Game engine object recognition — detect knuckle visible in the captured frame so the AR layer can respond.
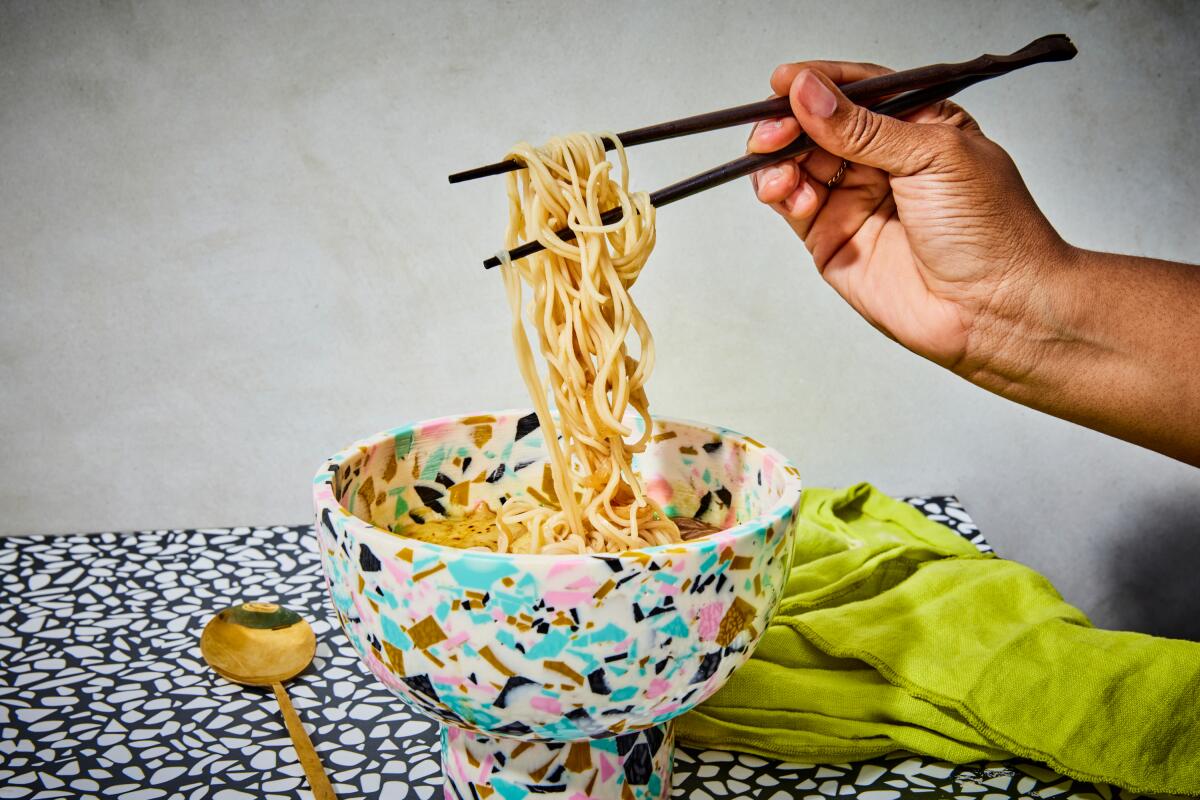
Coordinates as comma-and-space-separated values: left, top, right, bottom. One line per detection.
845, 107, 883, 152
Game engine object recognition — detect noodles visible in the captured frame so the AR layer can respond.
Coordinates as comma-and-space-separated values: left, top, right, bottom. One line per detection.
496, 133, 682, 553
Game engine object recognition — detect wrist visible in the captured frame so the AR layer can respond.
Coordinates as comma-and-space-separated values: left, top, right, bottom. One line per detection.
953, 236, 1087, 402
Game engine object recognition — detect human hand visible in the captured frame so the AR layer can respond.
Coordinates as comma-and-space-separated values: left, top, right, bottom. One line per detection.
749, 61, 1072, 375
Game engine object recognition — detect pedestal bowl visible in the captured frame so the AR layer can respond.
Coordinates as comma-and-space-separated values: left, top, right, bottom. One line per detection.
314, 411, 800, 800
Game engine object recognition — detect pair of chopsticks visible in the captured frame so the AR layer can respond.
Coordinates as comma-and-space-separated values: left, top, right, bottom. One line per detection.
450, 34, 1078, 269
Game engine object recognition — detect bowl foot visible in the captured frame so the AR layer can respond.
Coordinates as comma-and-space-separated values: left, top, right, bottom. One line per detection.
442, 722, 674, 800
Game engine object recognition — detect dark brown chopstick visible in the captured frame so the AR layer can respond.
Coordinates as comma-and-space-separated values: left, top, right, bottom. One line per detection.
484, 36, 1076, 269
450, 34, 1076, 184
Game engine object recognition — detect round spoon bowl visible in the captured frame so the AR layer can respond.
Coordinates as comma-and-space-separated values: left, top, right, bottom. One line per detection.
200, 602, 317, 686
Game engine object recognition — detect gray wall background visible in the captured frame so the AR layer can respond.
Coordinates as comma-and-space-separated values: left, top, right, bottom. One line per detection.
0, 1, 1200, 638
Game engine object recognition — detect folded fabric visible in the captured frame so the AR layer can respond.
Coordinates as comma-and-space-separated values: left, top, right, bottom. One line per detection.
676, 483, 1200, 794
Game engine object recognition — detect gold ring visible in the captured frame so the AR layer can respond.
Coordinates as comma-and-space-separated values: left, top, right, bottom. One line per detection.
826, 158, 850, 190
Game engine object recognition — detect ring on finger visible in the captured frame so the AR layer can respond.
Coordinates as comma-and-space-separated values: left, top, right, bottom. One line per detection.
826, 158, 850, 190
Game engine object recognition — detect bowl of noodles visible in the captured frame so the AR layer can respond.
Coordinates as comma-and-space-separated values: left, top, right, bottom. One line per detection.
314, 133, 800, 800
314, 410, 800, 798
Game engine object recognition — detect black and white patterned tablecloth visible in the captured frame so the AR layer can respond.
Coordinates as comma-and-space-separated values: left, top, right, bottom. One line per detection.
0, 497, 1133, 800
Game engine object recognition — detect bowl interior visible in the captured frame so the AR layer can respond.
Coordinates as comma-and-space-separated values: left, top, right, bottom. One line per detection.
332, 411, 798, 542
314, 411, 800, 740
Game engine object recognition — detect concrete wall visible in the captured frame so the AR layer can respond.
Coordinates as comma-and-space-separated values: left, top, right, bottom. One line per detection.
0, 1, 1200, 638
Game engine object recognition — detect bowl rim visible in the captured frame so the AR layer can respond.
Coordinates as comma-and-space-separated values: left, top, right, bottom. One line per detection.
313, 408, 803, 564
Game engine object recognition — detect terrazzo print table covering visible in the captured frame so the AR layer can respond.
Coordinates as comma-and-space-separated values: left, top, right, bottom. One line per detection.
0, 497, 1136, 800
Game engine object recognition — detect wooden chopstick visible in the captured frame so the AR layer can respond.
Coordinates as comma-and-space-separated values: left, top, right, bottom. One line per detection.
479, 34, 1078, 269
450, 34, 1075, 184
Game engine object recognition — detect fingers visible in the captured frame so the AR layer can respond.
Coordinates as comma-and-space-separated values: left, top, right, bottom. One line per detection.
746, 116, 800, 152
788, 68, 953, 176
754, 161, 800, 204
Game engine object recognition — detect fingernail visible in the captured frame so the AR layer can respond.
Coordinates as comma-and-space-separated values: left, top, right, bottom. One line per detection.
796, 71, 838, 118
788, 181, 816, 212
754, 120, 784, 138
758, 167, 784, 186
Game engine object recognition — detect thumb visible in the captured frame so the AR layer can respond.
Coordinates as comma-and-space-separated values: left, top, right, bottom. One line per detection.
788, 70, 938, 176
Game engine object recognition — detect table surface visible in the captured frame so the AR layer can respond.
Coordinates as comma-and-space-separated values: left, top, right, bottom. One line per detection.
0, 497, 1135, 800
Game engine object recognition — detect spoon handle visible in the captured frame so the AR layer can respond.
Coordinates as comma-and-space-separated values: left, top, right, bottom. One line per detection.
271, 684, 337, 800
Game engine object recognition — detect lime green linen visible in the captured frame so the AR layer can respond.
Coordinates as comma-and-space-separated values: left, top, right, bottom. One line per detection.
676, 483, 1200, 794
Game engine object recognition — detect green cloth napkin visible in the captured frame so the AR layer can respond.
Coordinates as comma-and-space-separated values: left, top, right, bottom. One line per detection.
676, 483, 1200, 794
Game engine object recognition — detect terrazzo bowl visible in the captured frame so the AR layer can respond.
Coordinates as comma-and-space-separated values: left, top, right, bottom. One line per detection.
314, 411, 800, 800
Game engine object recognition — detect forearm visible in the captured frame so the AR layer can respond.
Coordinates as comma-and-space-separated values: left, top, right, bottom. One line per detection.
956, 247, 1200, 465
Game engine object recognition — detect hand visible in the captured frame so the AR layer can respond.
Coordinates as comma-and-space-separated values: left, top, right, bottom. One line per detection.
749, 61, 1072, 375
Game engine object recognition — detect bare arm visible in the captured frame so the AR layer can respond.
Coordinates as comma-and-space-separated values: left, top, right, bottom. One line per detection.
956, 248, 1200, 465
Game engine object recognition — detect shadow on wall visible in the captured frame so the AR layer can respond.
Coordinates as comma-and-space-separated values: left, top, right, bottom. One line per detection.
1104, 493, 1200, 642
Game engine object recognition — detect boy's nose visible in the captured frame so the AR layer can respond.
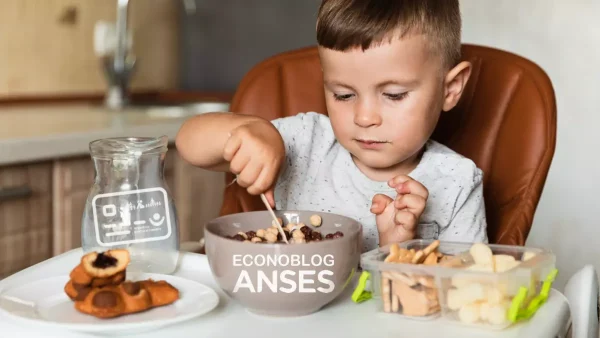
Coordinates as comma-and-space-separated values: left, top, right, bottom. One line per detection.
354, 103, 381, 128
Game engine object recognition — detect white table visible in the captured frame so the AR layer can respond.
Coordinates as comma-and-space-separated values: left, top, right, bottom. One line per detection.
0, 249, 570, 338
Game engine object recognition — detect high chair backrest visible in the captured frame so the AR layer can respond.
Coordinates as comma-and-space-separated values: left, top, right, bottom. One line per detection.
221, 45, 556, 245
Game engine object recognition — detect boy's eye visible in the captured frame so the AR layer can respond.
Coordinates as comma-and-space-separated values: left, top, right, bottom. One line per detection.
383, 92, 408, 101
333, 94, 354, 101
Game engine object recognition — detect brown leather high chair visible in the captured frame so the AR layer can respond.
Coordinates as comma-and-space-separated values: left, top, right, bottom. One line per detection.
221, 45, 556, 245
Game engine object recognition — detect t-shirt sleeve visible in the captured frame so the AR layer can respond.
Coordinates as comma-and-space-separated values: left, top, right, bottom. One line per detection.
271, 112, 333, 184
439, 164, 488, 243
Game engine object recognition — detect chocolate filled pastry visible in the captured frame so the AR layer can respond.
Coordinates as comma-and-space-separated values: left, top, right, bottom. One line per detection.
140, 279, 179, 307
75, 286, 125, 318
81, 249, 130, 278
65, 280, 92, 301
118, 281, 152, 313
69, 249, 130, 287
64, 250, 179, 318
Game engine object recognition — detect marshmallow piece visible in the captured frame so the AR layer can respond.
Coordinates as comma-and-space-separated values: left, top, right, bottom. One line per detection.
460, 283, 487, 304
479, 303, 491, 321
522, 251, 536, 261
446, 289, 464, 311
494, 255, 519, 272
487, 303, 508, 325
469, 243, 494, 269
487, 287, 504, 305
466, 264, 494, 272
451, 274, 473, 289
458, 303, 480, 324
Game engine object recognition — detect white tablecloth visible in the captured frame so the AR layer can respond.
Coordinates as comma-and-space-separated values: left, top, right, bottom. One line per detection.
0, 249, 570, 338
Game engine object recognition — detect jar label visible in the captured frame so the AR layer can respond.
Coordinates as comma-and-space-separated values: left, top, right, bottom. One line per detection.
92, 188, 171, 246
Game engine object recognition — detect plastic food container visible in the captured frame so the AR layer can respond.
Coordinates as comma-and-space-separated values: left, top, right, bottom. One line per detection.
361, 240, 556, 329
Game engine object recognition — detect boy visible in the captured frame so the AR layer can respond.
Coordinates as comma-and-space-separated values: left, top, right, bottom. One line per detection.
176, 0, 487, 250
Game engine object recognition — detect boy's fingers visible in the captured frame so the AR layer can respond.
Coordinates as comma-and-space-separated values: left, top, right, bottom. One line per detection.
223, 136, 242, 162
394, 180, 429, 200
229, 153, 250, 176
248, 166, 274, 196
394, 210, 417, 231
388, 175, 414, 188
237, 160, 263, 187
265, 189, 275, 208
394, 194, 427, 215
371, 194, 394, 215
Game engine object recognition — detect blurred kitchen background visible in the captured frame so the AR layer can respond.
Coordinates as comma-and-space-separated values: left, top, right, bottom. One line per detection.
0, 0, 600, 288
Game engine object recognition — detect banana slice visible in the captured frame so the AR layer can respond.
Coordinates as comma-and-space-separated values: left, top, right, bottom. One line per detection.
458, 303, 481, 324
469, 243, 494, 269
494, 255, 519, 272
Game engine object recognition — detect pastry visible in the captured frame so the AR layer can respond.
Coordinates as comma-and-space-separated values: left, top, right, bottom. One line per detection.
75, 286, 125, 318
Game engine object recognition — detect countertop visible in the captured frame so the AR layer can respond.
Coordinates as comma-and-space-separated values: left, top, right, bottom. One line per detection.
0, 103, 229, 165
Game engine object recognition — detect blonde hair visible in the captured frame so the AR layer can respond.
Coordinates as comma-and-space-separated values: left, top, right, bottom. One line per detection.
317, 0, 461, 67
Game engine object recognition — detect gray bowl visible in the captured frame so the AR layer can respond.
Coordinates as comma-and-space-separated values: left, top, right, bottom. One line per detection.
205, 211, 362, 317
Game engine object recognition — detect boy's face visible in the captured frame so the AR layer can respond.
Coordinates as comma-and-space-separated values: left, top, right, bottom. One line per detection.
319, 35, 468, 180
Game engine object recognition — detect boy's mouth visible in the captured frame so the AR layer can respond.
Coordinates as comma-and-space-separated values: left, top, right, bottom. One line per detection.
355, 139, 389, 149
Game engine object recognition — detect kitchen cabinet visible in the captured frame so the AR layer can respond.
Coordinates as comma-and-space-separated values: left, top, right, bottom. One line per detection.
0, 0, 180, 98
0, 162, 53, 279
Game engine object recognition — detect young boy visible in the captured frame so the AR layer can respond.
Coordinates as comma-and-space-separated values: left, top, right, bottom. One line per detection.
176, 0, 487, 250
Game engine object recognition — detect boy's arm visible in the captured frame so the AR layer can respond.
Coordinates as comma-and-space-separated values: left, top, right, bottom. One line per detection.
175, 113, 267, 171
439, 169, 488, 243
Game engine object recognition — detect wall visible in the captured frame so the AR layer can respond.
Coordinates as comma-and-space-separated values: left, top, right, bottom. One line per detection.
0, 0, 179, 99
461, 0, 600, 287
181, 0, 320, 91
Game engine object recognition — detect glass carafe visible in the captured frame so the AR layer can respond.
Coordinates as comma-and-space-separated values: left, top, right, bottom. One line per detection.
81, 136, 179, 274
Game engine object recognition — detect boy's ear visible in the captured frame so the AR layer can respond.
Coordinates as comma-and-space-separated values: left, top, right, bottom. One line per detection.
442, 61, 472, 111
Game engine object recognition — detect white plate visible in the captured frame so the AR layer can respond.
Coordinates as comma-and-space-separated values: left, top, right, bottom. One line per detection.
0, 274, 219, 334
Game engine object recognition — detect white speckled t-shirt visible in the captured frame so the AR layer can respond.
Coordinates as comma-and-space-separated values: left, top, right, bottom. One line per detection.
272, 112, 488, 251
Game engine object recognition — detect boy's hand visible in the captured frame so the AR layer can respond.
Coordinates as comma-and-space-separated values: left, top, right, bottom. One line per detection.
371, 175, 429, 246
223, 121, 285, 207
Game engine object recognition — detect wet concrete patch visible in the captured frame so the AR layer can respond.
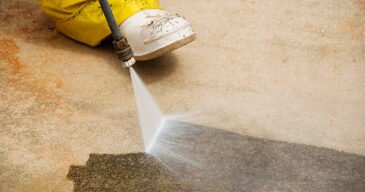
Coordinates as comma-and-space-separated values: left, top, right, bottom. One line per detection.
68, 122, 365, 192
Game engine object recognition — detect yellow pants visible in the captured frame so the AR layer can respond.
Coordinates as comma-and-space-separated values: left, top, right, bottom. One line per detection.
39, 0, 161, 46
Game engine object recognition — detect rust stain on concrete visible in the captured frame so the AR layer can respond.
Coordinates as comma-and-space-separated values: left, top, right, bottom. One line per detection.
0, 38, 69, 118
355, 0, 365, 11
341, 13, 365, 41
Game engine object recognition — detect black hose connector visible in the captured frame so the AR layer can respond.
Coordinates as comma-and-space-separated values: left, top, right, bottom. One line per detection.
99, 0, 135, 67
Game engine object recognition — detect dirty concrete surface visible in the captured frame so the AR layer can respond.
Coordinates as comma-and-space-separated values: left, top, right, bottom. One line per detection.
0, 0, 365, 191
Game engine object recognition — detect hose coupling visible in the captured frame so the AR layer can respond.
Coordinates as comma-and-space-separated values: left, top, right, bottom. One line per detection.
113, 36, 136, 67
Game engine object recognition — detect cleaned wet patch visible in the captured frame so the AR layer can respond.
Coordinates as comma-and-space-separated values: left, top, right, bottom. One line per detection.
68, 122, 365, 192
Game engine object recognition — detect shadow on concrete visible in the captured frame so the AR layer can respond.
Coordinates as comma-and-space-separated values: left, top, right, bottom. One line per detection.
68, 122, 365, 192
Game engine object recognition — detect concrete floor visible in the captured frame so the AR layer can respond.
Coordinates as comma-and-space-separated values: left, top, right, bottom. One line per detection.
0, 0, 365, 191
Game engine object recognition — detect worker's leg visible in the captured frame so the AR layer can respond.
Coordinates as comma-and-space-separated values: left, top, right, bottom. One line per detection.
39, 0, 194, 60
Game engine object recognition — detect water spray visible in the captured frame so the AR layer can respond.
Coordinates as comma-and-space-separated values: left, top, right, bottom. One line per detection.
99, 0, 136, 67
99, 0, 164, 153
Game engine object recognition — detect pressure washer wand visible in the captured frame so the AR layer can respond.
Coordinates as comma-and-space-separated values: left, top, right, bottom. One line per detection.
99, 0, 136, 67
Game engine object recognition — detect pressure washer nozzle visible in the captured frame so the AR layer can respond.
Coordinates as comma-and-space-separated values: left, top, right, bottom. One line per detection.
113, 37, 136, 67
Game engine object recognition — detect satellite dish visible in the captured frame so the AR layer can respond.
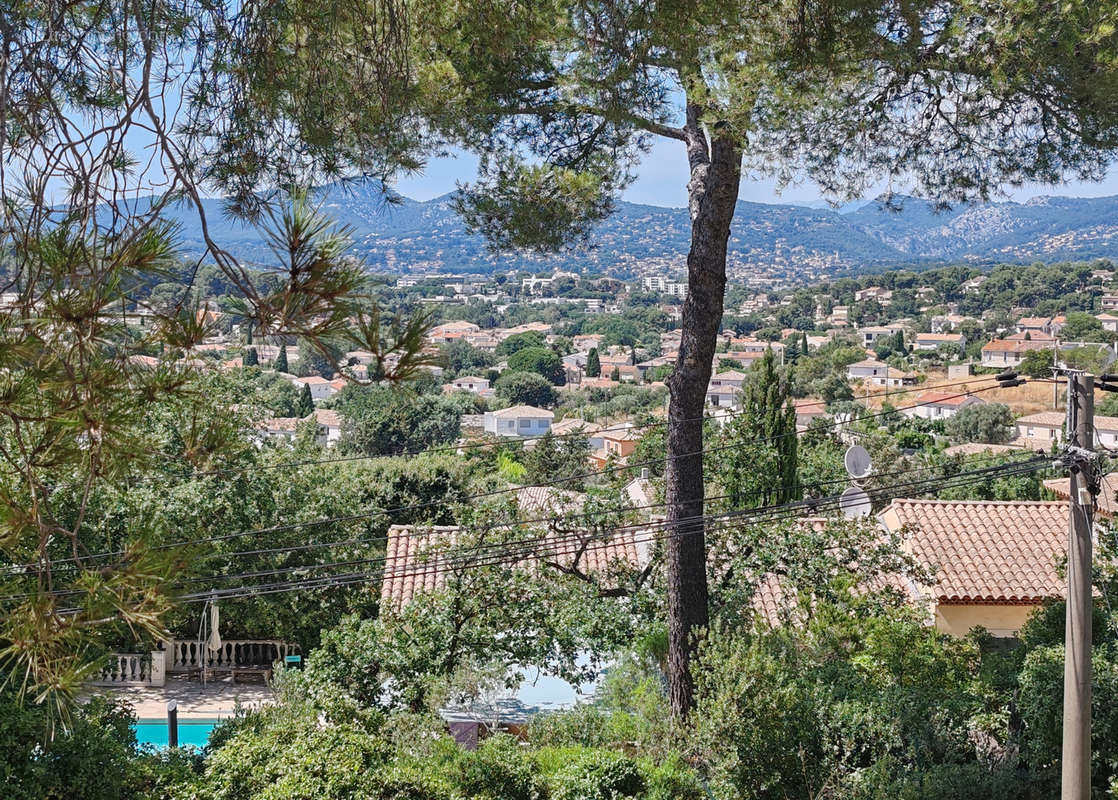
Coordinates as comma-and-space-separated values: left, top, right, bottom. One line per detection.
842, 445, 873, 478
839, 486, 873, 520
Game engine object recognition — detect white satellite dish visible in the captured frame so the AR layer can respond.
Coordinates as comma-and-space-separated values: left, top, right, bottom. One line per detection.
839, 486, 873, 520
842, 445, 873, 478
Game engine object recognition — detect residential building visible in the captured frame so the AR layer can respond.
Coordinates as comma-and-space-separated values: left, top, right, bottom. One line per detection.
447, 375, 490, 394
707, 370, 746, 409
912, 333, 967, 353
901, 391, 985, 419
982, 339, 1053, 366
879, 499, 1068, 637
310, 408, 343, 447
484, 406, 555, 436
846, 359, 891, 384
291, 375, 337, 402
641, 275, 688, 297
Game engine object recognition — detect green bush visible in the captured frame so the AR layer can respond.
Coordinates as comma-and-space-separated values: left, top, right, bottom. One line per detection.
456, 735, 543, 800
551, 750, 645, 800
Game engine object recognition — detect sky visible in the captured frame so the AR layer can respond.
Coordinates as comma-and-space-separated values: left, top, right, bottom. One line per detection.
395, 139, 1118, 208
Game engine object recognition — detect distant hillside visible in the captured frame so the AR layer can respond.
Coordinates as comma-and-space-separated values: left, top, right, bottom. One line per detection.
159, 184, 1118, 280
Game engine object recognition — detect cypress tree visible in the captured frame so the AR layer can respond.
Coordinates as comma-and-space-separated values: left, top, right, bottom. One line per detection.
586, 347, 601, 378
295, 383, 314, 419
-----
Render the lines above as a JSON list of strings, one string per line, from the line containing "Game engine object recognition — detect sky" up to and including the line containing "395, 139, 1118, 208", and leave out any blank lines.

Complete response —
[
  "Game engine object recognition — detect sky visible in the captured frame so the AR layer can respond.",
  "Coordinates as comma-and-space-separated values: left, top, right, bottom. One line per detection.",
  "395, 139, 1118, 208"
]